§ **Problème posé A**
Comment résumeriez-vous en deux phrases le texte sur Star Wars et les fuites sur internet ?
§ **Problème posé B**
Répondez brièvement à ces questions sur le texte consacré à Star Wars et aux fuites sur internet :
(i) Quel cas est cité comme exception au fait qu'il soit devenu rare de surprendre les spectateurs ?
(ii) Sous quel autre nom le prochain Star Wars est-il connu ?
(iii) Qu'a-t-on pu obtenir depuis les débuts du projet de ce film ?

§ **Texte à lire**
------------------------------------------------

Internet a tout changé. Une phrase bien commune qui s'applique également au septième art. Surtout quand celui-ci est orienté vers le divertissement. L'information fait du 0.5 au dessus de la vitesse de la lumière, et les cinéphiles avides du monde entier peuvent dorénavant mettre la main sur des images piratées, des bandes-annonces filmées et des scénarios volés. Autrement dit, il est de plus en plus dur de surprendre les spectateurs avertis, souvent au fait de tout un métrage avant sa sortie, si ce n'est avant sa production. Quelques exceptions subsistent certes, on pense notamment au cas du Mandarin dans Iron Man 3, mais globalement les productions hollywoodiennes se heurtent à un flux d'informations qui leur est toujours plus hostile. Mais de cette bataille, lancée depuis quelques années déjà, c'est bien Star Wars qui pourrait sortir vainqueur.
N'allez pas mal interpréter mes propos. Evidemment, le prochain Star Wars, aussi connu sous le nom de The Force Awakens, est lui aussi victime d'internet. Depuis les débuts du projet, on a ainsi pu mettre la main sur des concept-arts, des photos de tournage et de très nombreux éléments de scénario. Aussi pensions-nous avoir compris la trame de cet épisode tant attendu : par principe, car il est effectivement devenu rare d'être surpris, mais aussi par fierté, car en étant exposés à certains spoilers de taille, on peut au moins se vanter de connaître tout ou partie de l'intrigue de The Force Awakens. Mais force est de constater, qu'après ce second trailer, nous ne savons encore que très peu de choses sur le prochain J.J Abrams.

------------------------------------------------

§ **Lignes fournies**
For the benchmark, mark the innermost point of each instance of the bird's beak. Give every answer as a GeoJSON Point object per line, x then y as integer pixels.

------------------------------------------------

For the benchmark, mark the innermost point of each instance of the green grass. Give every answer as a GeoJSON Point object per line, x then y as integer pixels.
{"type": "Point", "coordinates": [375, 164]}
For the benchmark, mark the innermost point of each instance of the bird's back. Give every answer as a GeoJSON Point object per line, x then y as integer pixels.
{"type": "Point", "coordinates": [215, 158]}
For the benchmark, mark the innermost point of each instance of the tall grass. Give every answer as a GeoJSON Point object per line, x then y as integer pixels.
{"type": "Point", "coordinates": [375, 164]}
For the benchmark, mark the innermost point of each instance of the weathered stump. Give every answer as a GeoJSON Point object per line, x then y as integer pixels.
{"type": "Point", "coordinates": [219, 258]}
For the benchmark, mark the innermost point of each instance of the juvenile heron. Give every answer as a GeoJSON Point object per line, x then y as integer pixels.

------------------------------------------------

§ **Bonne réponse A**
Avec internet, images piratées, bandes-annonces filmées et scénarios volés circulent avant la sortie des films, si bien qu'il devient de plus en plus dur de surprendre les spectateurs et que les productions hollywoodiennes se heurtent à un flux d'informations toujours plus hostile. The Force Awakens en est lui aussi victime, mais après son second trailer on n'en sait encore que très peu de choses, et c'est Star Wars qui pourrait sortir vainqueur de cette bataille.

§ **Bonne réponse B**
(i) Le cas du Mandarin dans Iron Man 3.
(ii) The Force Awakens.
(iii) Des concept-arts, des photos de tournage et de très nombreux éléments de scénario.